Data extracted from a collection:
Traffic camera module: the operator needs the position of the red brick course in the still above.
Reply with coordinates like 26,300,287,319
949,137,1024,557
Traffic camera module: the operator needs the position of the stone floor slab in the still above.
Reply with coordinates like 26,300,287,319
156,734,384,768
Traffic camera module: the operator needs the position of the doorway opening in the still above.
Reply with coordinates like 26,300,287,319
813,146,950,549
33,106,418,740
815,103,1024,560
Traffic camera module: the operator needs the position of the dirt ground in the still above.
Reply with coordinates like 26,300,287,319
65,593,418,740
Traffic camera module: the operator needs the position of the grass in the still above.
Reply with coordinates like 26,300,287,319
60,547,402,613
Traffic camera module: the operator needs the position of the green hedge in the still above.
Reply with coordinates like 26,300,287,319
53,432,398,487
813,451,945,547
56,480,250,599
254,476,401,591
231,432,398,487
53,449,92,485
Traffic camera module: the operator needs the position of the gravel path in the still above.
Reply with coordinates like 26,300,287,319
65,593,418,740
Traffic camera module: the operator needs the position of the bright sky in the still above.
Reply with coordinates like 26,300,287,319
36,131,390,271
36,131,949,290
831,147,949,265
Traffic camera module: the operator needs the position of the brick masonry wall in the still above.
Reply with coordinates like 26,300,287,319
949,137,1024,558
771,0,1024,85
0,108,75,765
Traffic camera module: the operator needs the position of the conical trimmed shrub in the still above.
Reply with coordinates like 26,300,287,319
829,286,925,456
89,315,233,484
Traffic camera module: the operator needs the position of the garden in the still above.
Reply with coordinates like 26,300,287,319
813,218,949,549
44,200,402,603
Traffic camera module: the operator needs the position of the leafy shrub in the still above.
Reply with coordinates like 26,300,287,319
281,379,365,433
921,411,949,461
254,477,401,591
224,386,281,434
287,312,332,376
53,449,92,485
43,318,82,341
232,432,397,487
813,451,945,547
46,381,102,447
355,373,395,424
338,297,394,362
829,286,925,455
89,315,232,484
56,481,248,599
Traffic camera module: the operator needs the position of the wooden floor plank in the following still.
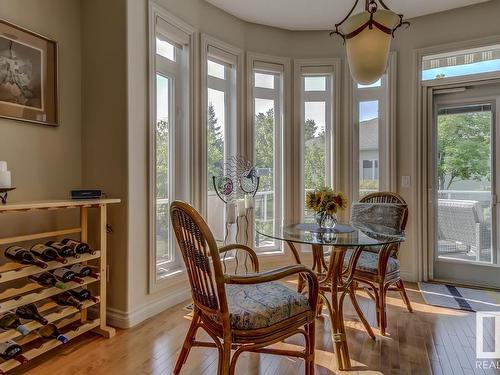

YOUR GOAL: Copy the entries again, from the line containing "leafy shrub in the still above." through the end of the entries, with every coordinate in the answers scaled by 0.8 and rounded to whole numbers, halves rounded up. Leave the requests and their sample formats unchanged, and omit the pictures.

RESULT OF THIS TASK:
Traffic camera module: the operator needs the position of the leafy shrub in the still above.
Reply with coordinates like 26,300,287,319
225,303,292,346
737,329,759,369
203,382,321,473
179,309,225,347
230,250,266,301
42,359,74,388
34,254,66,273
186,346,318,390
650,361,756,438
37,305,82,358
284,298,316,339
270,238,315,290
663,229,740,364
71,252,186,387
45,385,198,479
Traffic camera module: the operator needs the position of the wooden floor plank in the following still.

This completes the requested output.